→ Work instruction: "Find" is the word to look for; say how many lines of the listing below contain it, and nothing else.

→ Listed entries:
= Beginning of Section =

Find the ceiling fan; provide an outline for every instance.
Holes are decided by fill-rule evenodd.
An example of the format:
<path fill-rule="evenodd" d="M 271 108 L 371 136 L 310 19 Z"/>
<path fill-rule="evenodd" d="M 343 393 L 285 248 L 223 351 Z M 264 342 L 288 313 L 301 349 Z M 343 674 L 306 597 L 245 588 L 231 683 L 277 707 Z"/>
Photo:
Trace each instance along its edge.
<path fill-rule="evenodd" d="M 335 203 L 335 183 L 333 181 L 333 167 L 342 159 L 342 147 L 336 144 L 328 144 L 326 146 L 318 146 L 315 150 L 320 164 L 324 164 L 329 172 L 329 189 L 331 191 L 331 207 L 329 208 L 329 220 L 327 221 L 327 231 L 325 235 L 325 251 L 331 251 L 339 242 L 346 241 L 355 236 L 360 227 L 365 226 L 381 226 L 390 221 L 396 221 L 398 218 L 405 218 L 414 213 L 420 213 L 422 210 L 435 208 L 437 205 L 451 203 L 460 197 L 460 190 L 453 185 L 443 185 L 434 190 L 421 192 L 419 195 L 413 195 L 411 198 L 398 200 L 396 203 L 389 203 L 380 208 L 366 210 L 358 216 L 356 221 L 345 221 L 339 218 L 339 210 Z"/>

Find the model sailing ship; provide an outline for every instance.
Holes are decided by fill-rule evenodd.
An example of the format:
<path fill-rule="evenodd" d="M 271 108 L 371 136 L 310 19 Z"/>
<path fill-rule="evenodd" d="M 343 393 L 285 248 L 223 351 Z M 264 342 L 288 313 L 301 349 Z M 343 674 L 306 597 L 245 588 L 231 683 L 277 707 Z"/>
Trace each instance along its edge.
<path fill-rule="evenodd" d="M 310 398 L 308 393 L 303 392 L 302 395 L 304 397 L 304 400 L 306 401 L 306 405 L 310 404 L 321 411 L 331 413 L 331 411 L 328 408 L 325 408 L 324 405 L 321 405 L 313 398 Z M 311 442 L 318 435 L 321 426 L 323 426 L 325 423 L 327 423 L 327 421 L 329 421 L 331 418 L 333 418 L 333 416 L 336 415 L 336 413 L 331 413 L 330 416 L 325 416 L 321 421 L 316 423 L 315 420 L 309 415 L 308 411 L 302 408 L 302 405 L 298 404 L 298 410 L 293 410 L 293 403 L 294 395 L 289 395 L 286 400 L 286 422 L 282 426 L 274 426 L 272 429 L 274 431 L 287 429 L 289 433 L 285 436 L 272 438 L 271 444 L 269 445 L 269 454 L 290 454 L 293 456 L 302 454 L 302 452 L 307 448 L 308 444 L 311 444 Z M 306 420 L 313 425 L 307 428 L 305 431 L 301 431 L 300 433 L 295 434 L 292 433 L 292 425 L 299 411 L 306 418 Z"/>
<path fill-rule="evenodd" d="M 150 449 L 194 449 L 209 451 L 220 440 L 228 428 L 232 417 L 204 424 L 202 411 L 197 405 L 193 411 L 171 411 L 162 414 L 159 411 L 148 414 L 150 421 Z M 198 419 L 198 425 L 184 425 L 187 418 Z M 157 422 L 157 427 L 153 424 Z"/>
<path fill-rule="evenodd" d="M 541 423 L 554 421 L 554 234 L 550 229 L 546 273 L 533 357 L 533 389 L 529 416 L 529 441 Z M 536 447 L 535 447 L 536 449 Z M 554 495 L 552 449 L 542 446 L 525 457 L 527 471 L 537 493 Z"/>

= End of Section =

→ Reply to the task: 2